▶ [Tarefa a realizar]:
Atualize o trecho sobre a liberdade em Kant e apresente-o novamente de "filosofia da razão" até "seu conhecimento possível.", inclusive, substituindo "disciplina" por "doutrina".

A investigação sobre a liberdade e a determinação da vontade na CRP chega ao fim com

a seguinte questão: “O que devo fazer?” (KANT, A 805, B 833). A solução a essa proposição

pode servir de regra para uma ação no futuro. A resposta a essa questão é definida por Kant

como “faço o que o torne digno de ser feliz” (KANT, A 808, B 836). Essa lei moral a ser

definida não é objetiva, pois confunde “a forma da lei moral e o do bem a ser buscado na vida”

(LOPARIC, 1999, p. 24). Essa lei moral como resultado da CRP ainda não consegue definir

uma lei moral simplificada a partir de um princípio supremo da autodeterminação da vontade,

que é o imperativo, este expressa a síntese da “vontade diretamente com a forma

(universalidade) das máximas, sem se referir a qualquer fim, nem mesmo à felicidade”

(LOPARIC, 1999, p. 24 e 25). Uma vontade livre não está ligada a qualquer finalidade, além

de si própria, o que leva a crer que, uma ação moral não se pauta em uma finalidade

determinada, mas sim, a partir daquilo que é moral por excelência, qual seja, agir por e de

acordo com o dever.

A moralidade no Cânone e na Dialética Transcendental é abordada de forma “prático-

teórica” (LOPARIC, 1999, p. 14), portanto, a subserviência do âmbito prático da razão ao

âmbito teórico, de maneira direta, tal qual é o caso da Dialética, ou mesmo de forma indireta,

a partir do estabelecimento a partir da concepção de liberdade como um elemento negativo,

qual seja, a liberdade no Cânone não se atém apenas a responder à demanda das ações na

moralidade, mas de estabelecer criticamente a partir da liberdade, uma “utilidade de toda a

filosofia da razão pura é, portanto, tão somente negativa” (KANT, A 795, B 823), a liberdade

opera nesse âmbito como uma disciplina da razão pura em evitar erros especulativos quanto aos

objetos do seu conhecimento possível.

Entradas de anotação de coordenadas

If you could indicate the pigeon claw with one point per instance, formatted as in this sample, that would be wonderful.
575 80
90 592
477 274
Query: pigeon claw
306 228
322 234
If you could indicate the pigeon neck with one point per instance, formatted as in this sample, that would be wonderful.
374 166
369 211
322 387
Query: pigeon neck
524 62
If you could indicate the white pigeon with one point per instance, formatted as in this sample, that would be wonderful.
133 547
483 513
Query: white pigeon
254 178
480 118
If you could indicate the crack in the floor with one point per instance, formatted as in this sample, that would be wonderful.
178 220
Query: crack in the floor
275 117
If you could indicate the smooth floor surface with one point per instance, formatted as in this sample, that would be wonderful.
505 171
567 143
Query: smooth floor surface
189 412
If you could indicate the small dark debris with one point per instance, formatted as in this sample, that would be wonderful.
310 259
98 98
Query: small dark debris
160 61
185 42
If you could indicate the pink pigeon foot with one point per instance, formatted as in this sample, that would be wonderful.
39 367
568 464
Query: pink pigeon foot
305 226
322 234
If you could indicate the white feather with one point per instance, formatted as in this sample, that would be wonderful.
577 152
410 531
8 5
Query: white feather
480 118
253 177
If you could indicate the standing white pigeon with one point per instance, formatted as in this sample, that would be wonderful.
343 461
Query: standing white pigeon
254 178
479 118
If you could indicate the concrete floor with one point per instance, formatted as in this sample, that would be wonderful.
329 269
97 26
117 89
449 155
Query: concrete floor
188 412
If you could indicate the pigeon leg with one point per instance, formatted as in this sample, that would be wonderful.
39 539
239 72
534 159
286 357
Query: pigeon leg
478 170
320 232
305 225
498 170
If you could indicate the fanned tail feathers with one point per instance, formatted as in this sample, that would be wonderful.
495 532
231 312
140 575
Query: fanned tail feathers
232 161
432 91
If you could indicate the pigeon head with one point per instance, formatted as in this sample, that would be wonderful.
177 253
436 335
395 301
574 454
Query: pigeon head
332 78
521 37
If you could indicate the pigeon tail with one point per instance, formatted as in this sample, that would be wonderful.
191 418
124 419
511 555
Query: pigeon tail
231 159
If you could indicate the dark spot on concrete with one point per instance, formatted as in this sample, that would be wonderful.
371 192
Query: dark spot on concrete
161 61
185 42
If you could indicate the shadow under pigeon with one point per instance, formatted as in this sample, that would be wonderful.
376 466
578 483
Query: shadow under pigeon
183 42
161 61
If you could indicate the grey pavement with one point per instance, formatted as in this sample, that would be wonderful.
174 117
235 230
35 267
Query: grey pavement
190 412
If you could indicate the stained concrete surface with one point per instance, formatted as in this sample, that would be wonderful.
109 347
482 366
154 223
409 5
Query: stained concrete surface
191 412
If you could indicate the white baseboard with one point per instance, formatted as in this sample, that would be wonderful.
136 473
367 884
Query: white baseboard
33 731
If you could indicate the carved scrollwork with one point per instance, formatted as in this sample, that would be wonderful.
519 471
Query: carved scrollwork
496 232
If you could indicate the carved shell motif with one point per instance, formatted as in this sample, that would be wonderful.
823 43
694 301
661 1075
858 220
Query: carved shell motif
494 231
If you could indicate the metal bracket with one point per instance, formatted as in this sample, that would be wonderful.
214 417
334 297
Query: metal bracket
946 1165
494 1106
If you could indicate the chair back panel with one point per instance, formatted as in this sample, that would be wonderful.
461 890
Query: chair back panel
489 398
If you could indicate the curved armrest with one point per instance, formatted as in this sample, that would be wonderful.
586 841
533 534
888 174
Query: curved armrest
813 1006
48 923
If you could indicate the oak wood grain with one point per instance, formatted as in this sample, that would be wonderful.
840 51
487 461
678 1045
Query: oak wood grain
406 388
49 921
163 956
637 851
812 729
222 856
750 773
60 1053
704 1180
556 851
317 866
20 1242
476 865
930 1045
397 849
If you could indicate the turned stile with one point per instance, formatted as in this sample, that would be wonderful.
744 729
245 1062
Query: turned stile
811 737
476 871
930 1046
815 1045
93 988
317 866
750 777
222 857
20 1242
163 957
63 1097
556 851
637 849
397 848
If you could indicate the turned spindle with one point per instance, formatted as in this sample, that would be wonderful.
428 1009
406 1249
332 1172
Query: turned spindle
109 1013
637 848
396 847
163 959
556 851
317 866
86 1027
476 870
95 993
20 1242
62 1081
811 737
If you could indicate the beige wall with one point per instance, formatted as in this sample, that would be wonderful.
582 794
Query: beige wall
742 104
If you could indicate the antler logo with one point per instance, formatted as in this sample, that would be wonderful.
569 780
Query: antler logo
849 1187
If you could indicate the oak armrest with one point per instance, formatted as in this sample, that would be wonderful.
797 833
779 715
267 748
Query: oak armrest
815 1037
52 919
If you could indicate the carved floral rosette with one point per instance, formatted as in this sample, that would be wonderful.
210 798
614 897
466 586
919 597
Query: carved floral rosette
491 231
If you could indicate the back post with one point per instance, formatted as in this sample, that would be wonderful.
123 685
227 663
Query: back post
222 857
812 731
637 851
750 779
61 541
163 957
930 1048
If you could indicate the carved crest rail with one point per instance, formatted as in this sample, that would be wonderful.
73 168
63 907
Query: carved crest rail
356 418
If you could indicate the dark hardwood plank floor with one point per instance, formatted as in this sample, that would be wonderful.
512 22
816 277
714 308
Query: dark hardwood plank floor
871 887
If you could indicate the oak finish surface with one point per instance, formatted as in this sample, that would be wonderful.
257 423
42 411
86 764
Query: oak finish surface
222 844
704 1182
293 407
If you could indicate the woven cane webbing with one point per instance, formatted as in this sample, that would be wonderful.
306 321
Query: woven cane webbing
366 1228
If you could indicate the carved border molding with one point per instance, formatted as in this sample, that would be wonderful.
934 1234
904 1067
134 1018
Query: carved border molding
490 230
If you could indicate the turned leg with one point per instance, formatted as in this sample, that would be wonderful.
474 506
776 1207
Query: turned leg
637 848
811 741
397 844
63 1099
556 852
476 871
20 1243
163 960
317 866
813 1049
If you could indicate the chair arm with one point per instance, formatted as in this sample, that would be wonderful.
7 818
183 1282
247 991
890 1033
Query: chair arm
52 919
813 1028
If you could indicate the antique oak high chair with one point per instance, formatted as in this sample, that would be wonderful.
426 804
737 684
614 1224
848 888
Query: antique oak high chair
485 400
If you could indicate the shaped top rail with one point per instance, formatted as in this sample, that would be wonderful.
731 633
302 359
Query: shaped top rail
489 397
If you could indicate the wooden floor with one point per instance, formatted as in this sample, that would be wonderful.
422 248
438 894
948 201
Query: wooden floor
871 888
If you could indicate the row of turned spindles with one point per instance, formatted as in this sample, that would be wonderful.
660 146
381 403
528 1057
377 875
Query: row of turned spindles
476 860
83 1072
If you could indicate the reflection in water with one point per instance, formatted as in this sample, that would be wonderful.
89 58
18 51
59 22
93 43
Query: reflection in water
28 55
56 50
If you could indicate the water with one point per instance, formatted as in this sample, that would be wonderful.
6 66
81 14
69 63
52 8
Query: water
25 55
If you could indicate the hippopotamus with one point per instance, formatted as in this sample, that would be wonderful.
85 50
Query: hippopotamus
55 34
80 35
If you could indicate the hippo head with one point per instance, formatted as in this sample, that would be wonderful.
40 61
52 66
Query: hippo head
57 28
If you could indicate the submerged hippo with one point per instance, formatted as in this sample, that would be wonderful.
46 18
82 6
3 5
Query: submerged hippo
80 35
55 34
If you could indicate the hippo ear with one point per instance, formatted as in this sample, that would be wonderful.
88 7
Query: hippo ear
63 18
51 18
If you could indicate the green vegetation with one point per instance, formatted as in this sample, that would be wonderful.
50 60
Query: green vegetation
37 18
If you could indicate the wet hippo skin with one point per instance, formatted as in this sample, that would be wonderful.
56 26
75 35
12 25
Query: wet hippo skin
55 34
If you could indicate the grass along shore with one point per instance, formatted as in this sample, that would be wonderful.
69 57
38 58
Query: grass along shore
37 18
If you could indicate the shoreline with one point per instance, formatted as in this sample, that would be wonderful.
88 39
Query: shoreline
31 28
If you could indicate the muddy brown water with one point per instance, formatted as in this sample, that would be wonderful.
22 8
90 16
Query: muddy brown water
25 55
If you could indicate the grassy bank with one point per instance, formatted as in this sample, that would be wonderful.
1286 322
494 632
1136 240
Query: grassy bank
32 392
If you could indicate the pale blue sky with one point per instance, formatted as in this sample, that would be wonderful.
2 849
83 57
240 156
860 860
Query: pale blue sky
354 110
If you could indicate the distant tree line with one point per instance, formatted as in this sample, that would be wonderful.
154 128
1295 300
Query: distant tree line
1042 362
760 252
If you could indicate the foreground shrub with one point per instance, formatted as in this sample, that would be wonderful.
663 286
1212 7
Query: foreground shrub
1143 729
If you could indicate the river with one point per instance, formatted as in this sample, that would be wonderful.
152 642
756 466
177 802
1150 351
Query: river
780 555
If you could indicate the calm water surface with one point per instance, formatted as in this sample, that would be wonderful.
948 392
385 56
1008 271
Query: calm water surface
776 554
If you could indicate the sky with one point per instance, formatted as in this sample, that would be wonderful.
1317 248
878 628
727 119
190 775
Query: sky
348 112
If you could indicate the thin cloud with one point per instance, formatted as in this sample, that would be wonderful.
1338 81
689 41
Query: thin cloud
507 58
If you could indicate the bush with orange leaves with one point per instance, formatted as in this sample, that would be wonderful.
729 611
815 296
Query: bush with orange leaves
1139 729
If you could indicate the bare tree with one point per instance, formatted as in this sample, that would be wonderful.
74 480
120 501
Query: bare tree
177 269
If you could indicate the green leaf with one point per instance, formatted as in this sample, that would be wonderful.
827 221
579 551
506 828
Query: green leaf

▶ [Resposta completa]:
filosofia da razão pura é, portanto, tão somente negativa” (KANT, A 795, B 823), a liberdade

opera nesse âmbito como uma doutrina da razão pura em evitar erros especulativos quanto aos

objetos do seu conhecimento possível.